++++ DATASET RECORDS
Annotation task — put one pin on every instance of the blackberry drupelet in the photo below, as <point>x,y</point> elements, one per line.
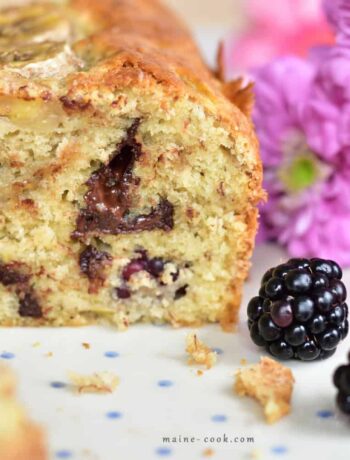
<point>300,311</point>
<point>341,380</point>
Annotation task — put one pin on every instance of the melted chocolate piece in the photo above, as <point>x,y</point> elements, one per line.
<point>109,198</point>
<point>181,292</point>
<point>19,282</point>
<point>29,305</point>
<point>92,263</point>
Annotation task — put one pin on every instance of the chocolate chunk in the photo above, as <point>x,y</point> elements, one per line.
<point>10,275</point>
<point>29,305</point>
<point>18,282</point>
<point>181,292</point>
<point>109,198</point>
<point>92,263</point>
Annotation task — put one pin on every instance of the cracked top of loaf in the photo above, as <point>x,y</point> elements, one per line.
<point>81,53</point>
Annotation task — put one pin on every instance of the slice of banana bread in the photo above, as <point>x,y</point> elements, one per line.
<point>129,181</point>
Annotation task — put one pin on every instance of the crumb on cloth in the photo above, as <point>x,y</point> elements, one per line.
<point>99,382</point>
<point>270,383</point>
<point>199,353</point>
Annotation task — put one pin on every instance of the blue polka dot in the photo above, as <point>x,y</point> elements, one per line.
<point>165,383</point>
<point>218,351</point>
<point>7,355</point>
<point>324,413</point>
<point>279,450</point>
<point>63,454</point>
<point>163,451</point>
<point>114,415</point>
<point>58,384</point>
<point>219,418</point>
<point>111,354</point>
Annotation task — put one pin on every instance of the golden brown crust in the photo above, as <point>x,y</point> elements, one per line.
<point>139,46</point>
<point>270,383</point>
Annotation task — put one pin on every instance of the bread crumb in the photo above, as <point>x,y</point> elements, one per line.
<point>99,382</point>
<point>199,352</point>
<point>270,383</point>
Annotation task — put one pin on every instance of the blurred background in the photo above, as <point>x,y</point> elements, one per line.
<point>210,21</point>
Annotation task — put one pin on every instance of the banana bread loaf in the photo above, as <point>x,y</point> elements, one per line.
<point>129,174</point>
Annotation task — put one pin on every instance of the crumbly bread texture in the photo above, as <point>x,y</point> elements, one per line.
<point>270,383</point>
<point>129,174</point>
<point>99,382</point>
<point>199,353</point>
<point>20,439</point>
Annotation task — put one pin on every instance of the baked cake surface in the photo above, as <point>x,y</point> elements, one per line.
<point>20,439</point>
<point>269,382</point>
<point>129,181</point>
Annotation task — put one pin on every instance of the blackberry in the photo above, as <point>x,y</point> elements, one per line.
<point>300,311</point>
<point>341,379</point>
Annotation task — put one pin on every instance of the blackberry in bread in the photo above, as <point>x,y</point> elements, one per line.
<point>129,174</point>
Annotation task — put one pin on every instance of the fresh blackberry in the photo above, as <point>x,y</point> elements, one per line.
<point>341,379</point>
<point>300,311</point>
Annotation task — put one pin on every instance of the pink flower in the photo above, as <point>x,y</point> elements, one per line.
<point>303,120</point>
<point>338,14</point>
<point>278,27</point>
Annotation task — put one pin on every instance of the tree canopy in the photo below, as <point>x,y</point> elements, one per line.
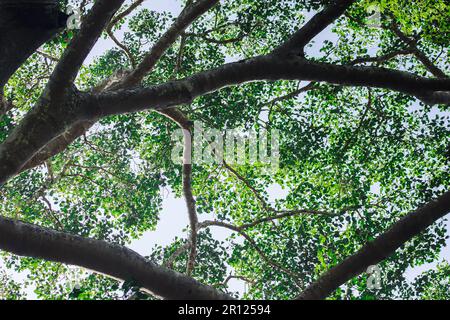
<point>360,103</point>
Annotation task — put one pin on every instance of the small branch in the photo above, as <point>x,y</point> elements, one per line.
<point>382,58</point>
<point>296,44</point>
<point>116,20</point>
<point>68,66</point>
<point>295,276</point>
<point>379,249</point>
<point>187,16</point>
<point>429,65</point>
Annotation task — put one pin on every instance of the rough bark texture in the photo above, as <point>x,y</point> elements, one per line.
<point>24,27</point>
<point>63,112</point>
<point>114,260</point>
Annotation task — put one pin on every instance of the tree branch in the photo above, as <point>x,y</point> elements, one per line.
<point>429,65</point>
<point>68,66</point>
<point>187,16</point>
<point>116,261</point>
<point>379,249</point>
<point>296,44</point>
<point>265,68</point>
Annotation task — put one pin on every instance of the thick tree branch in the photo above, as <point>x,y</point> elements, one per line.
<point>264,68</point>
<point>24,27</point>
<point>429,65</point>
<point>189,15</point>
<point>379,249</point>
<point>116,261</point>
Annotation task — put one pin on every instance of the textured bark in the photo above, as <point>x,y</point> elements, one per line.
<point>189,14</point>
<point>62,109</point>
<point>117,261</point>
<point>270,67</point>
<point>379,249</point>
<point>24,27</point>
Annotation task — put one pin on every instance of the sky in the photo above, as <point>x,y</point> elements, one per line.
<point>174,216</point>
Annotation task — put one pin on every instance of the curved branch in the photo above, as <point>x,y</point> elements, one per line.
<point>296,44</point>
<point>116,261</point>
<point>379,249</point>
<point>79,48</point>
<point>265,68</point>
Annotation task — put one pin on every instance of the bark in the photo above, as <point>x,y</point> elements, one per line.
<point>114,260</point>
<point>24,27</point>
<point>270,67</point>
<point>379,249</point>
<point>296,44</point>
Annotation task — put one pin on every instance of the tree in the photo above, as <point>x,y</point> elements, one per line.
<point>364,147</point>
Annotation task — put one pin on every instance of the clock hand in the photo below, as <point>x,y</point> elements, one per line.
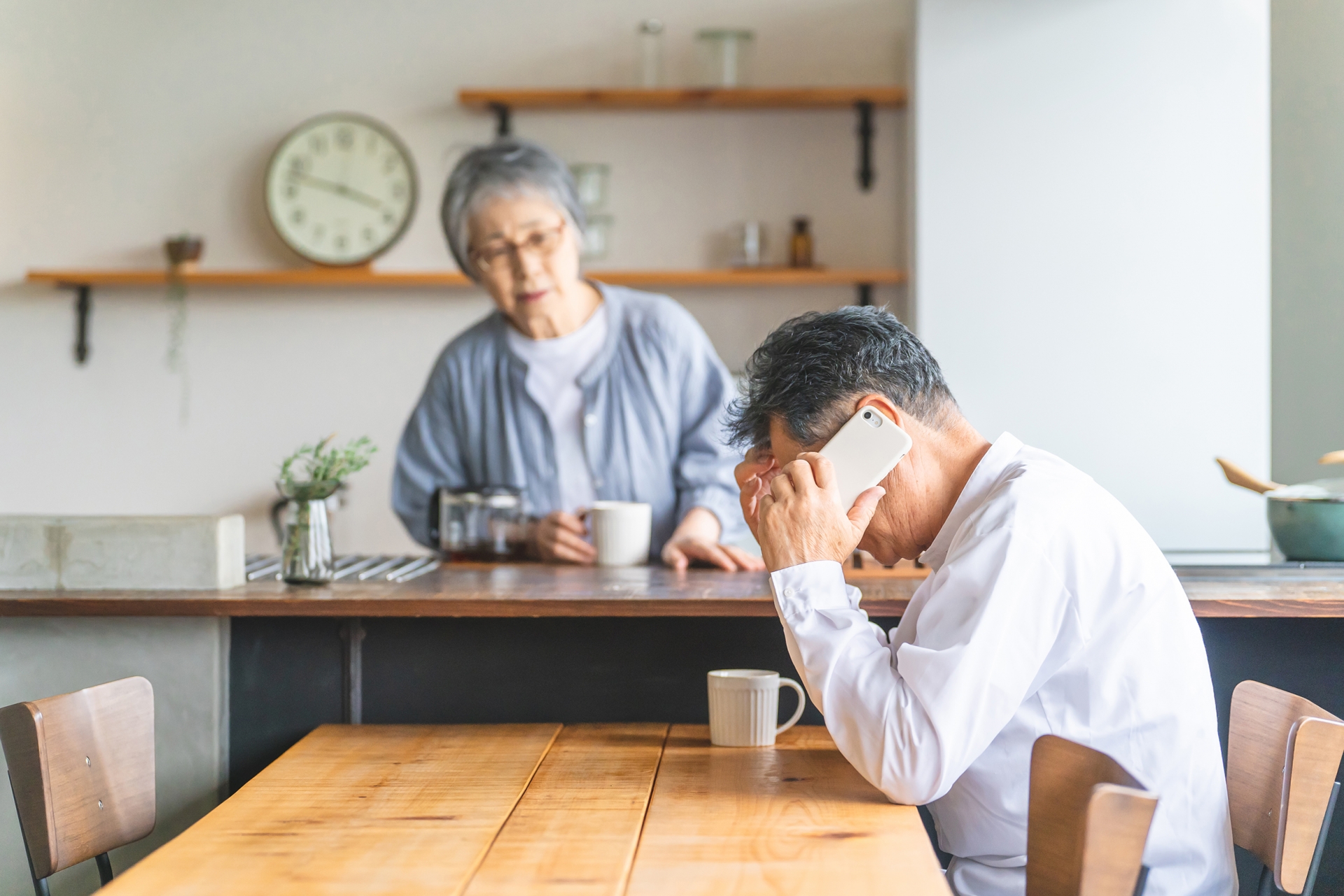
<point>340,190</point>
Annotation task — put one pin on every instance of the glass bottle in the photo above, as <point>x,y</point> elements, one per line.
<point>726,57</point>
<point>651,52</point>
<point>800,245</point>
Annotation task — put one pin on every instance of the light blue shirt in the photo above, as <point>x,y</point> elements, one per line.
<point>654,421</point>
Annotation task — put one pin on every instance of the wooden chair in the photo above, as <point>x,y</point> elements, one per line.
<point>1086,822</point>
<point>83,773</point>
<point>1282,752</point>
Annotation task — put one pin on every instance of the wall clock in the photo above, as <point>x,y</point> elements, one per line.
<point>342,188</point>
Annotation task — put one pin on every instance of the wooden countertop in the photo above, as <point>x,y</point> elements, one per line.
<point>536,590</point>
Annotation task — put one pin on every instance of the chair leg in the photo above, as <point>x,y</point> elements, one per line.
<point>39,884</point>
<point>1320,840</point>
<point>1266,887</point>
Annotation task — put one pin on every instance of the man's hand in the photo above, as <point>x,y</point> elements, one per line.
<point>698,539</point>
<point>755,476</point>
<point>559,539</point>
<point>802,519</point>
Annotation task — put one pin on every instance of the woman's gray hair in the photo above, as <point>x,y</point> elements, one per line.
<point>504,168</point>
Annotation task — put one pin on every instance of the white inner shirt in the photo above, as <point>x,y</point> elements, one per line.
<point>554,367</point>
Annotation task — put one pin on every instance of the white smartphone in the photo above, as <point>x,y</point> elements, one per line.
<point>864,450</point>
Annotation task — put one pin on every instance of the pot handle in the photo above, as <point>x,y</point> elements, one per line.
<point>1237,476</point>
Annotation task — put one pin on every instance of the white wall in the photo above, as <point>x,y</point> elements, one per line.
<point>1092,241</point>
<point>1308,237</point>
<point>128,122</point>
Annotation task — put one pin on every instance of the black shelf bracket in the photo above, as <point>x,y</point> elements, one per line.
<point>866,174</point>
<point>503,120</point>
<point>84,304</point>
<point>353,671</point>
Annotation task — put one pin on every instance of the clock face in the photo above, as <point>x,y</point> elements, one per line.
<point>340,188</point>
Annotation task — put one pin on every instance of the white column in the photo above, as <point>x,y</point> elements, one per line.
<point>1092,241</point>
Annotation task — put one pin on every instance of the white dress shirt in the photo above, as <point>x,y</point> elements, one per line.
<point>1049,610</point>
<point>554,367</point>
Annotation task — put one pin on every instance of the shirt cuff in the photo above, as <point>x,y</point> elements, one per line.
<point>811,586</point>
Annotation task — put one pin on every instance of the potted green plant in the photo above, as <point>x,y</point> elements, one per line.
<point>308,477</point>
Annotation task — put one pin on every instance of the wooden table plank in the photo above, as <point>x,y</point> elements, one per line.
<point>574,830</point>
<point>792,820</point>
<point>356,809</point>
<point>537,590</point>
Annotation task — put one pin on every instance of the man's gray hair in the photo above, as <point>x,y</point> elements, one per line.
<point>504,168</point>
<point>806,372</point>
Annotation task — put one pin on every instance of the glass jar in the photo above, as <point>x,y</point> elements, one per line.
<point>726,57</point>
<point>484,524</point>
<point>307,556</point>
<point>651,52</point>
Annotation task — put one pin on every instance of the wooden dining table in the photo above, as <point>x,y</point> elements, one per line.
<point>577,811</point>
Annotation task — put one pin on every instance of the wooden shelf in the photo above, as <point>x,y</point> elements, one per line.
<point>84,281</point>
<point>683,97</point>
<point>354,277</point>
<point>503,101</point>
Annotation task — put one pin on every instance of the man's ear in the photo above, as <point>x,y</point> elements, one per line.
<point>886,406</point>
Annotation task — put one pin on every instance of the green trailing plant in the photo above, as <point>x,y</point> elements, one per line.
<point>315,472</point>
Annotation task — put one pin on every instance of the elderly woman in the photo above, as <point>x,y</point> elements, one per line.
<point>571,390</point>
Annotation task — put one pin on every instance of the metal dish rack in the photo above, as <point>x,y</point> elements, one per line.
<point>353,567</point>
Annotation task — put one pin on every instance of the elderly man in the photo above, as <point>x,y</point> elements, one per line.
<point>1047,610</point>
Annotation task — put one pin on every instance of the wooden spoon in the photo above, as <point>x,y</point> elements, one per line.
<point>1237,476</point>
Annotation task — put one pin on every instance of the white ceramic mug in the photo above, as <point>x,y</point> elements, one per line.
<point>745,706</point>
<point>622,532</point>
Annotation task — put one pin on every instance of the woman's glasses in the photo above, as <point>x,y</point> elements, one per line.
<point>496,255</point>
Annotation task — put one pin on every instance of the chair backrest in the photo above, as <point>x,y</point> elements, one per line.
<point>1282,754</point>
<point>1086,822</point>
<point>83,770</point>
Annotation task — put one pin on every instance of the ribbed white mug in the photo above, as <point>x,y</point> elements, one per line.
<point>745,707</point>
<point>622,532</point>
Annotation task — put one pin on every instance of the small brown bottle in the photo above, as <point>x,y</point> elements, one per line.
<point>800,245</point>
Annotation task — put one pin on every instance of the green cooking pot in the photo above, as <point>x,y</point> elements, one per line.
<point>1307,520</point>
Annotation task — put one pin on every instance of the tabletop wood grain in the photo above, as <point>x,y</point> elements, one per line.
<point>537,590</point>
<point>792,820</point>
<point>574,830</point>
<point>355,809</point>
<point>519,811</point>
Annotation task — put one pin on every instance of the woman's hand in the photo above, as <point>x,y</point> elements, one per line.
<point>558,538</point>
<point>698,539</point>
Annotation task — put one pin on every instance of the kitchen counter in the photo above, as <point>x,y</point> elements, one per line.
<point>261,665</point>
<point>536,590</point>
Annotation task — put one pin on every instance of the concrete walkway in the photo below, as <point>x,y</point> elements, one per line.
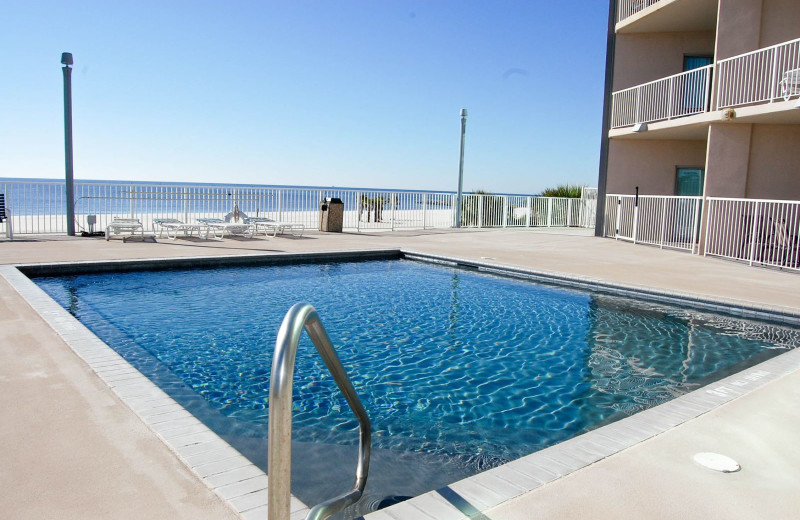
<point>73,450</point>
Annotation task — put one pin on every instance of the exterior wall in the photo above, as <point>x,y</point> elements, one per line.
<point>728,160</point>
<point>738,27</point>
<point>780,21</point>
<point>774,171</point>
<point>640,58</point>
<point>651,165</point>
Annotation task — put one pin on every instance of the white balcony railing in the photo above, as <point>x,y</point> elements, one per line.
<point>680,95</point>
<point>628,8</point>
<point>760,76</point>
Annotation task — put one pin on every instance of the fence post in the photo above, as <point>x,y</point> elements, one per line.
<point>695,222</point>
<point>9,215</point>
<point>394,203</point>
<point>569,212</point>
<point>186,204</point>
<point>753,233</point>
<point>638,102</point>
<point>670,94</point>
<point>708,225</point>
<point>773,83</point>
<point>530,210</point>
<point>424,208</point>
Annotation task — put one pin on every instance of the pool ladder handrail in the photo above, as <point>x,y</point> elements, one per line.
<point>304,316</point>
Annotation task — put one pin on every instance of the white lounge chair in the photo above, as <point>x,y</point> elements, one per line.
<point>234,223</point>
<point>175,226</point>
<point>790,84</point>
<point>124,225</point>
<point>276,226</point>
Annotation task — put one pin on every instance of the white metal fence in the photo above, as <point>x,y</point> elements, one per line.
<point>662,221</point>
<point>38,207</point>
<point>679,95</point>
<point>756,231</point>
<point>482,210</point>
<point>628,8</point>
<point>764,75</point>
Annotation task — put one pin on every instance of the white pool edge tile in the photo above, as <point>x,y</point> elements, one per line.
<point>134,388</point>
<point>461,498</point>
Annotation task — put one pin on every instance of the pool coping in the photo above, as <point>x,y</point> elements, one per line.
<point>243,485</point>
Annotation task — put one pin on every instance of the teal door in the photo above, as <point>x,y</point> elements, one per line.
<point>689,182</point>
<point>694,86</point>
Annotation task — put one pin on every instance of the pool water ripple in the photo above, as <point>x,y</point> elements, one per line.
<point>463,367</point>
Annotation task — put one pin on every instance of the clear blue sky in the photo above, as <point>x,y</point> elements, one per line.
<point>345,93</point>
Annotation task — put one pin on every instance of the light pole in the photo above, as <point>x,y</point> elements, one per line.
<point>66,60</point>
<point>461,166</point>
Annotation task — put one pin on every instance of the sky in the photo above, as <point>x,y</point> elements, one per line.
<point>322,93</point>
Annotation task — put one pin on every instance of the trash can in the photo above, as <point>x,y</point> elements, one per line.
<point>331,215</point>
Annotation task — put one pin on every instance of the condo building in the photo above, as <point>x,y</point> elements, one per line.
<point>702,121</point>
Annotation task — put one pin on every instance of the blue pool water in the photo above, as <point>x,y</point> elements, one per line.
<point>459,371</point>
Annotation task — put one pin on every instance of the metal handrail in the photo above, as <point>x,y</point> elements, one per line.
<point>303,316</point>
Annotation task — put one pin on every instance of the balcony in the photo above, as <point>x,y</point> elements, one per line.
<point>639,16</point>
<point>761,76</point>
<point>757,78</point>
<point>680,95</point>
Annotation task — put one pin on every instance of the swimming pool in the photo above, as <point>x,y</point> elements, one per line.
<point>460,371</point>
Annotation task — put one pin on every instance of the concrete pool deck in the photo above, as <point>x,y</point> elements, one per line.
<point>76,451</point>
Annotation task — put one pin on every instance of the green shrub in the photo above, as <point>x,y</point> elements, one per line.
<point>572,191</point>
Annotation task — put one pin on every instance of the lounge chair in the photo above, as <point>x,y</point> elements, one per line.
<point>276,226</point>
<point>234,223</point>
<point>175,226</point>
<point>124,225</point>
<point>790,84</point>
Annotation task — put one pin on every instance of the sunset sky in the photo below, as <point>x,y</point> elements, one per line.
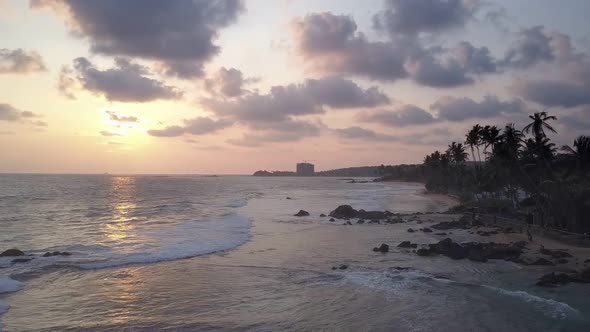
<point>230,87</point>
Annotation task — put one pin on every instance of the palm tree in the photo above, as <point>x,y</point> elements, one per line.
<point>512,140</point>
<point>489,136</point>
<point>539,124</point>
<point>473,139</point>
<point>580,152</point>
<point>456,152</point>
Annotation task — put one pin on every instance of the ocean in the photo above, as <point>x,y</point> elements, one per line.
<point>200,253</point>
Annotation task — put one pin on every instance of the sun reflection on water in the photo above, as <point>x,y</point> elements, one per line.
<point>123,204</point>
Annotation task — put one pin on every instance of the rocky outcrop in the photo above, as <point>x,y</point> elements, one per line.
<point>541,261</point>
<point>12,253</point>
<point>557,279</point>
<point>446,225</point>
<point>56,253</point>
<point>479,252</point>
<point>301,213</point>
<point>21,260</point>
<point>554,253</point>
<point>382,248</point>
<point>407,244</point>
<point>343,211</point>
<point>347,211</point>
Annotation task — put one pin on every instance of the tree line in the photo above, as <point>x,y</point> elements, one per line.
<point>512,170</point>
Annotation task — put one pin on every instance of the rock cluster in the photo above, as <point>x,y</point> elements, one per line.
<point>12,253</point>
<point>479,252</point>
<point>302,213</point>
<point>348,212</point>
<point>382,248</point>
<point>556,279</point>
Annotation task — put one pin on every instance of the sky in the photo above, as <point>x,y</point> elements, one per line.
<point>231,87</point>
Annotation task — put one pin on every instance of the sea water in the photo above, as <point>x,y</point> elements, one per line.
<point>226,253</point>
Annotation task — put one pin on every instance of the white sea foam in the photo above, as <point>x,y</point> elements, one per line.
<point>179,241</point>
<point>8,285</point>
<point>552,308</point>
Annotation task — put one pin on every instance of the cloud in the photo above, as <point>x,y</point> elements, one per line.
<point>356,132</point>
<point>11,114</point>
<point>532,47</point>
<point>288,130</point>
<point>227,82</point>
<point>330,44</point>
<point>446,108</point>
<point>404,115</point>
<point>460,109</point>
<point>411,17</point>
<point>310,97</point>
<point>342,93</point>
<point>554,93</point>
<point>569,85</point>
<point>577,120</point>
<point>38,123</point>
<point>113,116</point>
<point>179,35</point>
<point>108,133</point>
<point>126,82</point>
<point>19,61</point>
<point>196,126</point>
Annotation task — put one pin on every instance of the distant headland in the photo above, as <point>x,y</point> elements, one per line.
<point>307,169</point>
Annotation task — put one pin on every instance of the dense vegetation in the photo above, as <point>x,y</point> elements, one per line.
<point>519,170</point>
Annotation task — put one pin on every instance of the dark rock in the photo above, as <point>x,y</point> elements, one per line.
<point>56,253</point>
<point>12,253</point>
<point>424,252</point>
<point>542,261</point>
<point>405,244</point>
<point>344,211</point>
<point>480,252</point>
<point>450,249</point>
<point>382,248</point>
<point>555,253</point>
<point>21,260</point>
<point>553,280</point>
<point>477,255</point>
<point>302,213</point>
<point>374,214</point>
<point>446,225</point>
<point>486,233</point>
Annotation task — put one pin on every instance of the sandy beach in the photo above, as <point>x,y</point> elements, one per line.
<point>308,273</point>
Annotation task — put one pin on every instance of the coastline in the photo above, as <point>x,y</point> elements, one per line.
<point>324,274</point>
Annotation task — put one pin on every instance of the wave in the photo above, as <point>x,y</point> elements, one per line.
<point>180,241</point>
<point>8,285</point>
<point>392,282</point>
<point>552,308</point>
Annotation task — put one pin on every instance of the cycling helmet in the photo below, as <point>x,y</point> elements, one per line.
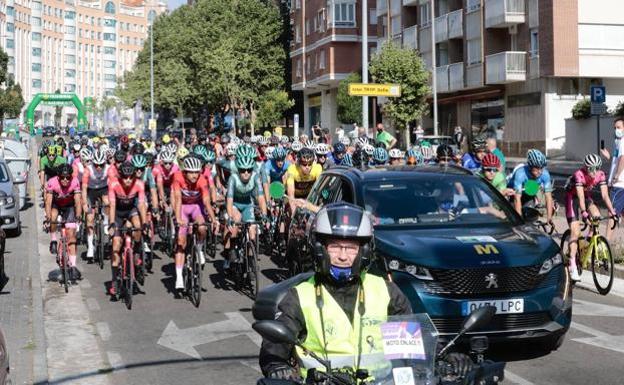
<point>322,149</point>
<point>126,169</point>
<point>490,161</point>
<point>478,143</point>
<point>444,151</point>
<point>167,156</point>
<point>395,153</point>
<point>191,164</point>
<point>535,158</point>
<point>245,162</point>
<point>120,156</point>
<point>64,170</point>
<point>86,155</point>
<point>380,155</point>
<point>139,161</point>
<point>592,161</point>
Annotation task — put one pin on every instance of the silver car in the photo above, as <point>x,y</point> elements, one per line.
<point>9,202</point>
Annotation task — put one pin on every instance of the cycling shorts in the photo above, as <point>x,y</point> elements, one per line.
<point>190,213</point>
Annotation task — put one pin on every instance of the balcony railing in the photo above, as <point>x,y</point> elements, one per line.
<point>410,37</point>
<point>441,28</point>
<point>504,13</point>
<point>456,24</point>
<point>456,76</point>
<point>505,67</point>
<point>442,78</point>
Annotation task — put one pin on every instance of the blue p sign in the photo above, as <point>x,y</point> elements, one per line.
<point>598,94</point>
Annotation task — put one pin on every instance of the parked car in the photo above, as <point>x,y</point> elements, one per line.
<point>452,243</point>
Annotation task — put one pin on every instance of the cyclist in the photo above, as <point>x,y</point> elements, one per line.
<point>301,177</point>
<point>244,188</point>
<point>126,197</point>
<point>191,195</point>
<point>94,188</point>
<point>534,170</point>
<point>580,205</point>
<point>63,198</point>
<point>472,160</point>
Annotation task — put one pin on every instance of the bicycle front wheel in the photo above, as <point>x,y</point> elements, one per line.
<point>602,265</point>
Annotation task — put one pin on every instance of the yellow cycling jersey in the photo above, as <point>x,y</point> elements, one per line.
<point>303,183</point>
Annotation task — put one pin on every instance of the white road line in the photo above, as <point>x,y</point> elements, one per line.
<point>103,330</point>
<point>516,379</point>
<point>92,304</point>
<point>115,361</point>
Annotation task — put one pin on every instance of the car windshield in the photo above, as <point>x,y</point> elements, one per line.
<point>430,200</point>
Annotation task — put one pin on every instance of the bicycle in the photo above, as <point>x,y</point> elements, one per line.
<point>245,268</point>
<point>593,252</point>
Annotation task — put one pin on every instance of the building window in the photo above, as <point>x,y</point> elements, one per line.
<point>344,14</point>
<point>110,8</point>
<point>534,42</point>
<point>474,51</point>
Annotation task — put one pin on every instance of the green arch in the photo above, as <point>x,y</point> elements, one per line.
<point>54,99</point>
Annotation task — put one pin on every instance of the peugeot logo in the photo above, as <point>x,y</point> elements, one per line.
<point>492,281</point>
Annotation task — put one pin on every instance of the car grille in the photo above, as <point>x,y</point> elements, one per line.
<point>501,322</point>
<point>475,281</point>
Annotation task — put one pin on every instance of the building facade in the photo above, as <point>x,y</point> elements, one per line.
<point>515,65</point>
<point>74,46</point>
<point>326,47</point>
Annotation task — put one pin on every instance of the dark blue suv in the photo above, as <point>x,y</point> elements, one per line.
++++++++
◆ GOAL:
Copy the material word for word, everything from the line containing "the tree in" down to the line containing "<point>342,188</point>", with both of those lines included. Omit the pictures from your copy.

◆ OUTPUT:
Annotation task — put one pin on every instance of the tree in the photo above, as <point>x,y</point> elements, one per line.
<point>364,147</point>
Annotation task — put one pin on every instance of the clock hand in the photo below, as <point>x,y</point> elements, one per line.
<point>340,190</point>
Annotation task — put one pin on every instance of the glass bottle in the photo above, as <point>x,y</point> elements, one per line.
<point>726,57</point>
<point>651,52</point>
<point>800,245</point>
Annotation task — put one pin on every instance of the light blue shirt in the photo above, as <point>x,y</point> elements, one per line.
<point>654,421</point>
Annotation task — put one pin on every instance of the wooden chair in the photo above, as <point>x,y</point> elements, one per line.
<point>1086,822</point>
<point>83,773</point>
<point>1282,752</point>
Annotation task — put one pin on every instance of the wall clock in the photo above, as <point>x,y</point> elements, one per line.
<point>342,188</point>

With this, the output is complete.